◆ **What is required**
Print the rows below word for word, keeping every line unchanged.

── Data in this exercise

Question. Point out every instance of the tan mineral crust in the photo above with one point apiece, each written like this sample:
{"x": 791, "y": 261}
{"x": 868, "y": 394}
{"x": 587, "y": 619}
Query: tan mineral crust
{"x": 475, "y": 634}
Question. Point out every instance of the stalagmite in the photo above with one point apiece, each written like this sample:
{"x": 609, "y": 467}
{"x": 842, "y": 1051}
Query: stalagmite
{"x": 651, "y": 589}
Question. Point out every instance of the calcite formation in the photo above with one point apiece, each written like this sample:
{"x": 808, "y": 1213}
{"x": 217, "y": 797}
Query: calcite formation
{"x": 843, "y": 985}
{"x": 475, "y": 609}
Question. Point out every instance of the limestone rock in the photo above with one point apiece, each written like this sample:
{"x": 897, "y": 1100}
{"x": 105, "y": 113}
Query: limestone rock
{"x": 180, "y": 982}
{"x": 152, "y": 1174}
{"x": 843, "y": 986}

────

◆ **Worked answer**
Question. Point out every instance of the tan mineral crust in the photo above with one point apiece, each written like this sample:
{"x": 791, "y": 261}
{"x": 868, "y": 394}
{"x": 587, "y": 619}
Query: tan mineral crust
{"x": 475, "y": 634}
Question. Point out every instance of the stalagmite in the photo above with one point apiece, each written like this sample:
{"x": 609, "y": 467}
{"x": 842, "y": 1051}
Query: stalagmite
{"x": 651, "y": 589}
Question. Point out every instance of the calcite formation in the photo above with one point apiece, each written like this sample:
{"x": 808, "y": 1213}
{"x": 217, "y": 797}
Query: calcite formation
{"x": 843, "y": 985}
{"x": 475, "y": 609}
Question. Point out every instance of the limestone rock in the photo above with one point apiece, each written like this sample:
{"x": 897, "y": 1100}
{"x": 105, "y": 113}
Query: limestone rock
{"x": 180, "y": 982}
{"x": 152, "y": 1174}
{"x": 843, "y": 986}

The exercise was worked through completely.